[Opening LISTED RECORDS section]
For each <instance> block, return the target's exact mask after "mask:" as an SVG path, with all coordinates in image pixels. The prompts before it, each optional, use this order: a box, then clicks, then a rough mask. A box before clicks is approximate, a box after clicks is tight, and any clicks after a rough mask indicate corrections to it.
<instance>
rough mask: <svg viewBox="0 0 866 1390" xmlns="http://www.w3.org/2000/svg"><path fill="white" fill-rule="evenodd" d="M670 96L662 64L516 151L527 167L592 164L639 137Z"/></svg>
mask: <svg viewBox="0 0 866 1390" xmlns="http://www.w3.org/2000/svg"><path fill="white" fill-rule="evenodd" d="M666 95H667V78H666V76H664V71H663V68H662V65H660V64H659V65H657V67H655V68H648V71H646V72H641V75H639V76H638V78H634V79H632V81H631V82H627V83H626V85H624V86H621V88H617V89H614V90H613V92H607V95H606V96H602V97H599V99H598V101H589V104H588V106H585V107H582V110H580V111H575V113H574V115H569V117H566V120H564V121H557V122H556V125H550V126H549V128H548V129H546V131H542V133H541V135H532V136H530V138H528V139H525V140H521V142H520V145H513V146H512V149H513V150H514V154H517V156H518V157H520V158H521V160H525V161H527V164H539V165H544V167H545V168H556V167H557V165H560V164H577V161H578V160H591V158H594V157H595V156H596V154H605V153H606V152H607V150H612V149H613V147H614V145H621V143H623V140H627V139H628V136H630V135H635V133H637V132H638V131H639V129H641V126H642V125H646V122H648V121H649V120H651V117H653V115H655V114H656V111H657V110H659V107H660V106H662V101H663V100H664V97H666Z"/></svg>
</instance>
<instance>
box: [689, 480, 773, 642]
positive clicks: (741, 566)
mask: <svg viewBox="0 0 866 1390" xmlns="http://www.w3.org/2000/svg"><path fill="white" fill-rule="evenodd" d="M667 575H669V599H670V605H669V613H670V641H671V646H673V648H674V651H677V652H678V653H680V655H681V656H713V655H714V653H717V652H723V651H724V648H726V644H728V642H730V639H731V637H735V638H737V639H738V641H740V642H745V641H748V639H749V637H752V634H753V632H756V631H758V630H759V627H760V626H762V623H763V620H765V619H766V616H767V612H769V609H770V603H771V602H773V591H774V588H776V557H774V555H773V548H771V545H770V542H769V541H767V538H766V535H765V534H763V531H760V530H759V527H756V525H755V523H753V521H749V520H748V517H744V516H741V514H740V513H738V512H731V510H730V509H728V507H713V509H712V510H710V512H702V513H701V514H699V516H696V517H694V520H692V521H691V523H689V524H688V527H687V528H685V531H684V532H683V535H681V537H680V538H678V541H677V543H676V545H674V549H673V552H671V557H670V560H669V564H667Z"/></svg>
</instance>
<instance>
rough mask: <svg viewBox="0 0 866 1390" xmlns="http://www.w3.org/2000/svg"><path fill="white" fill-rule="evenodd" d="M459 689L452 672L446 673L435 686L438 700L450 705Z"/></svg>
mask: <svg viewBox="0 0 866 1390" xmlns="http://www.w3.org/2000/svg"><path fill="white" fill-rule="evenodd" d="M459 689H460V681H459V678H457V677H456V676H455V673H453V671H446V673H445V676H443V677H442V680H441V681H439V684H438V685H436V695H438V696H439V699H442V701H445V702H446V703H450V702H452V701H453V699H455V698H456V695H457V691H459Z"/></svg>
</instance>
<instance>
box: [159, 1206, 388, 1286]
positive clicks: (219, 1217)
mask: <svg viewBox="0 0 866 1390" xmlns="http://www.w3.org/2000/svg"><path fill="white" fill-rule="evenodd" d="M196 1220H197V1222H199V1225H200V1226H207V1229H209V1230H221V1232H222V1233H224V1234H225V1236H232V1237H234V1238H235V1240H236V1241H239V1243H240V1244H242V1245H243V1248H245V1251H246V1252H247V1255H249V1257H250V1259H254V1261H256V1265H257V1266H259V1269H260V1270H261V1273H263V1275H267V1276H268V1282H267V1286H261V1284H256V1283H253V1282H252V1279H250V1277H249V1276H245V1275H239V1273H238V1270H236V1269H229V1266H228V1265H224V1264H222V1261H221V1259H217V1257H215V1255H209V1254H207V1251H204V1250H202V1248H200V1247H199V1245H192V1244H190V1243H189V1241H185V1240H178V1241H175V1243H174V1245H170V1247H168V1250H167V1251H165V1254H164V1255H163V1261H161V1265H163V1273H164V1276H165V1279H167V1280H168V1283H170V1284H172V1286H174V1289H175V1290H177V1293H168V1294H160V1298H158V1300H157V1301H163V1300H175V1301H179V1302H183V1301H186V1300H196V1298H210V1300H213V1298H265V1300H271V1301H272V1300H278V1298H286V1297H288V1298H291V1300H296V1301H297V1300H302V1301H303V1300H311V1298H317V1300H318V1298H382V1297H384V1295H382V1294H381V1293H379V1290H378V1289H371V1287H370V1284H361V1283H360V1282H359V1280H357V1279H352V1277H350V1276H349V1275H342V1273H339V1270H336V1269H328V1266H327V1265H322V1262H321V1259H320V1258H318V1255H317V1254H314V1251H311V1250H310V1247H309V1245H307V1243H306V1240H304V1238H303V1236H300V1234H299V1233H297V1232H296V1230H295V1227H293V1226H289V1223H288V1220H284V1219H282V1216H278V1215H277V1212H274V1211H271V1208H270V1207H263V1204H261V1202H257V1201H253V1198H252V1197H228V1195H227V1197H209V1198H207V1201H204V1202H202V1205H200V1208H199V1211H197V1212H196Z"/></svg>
[Closing LISTED RECORDS section]
Copy every line of the items above that contains the word "positive". Leave out all other lines.

RESULT:
positive clicks: (741, 566)
positive clicks: (219, 1217)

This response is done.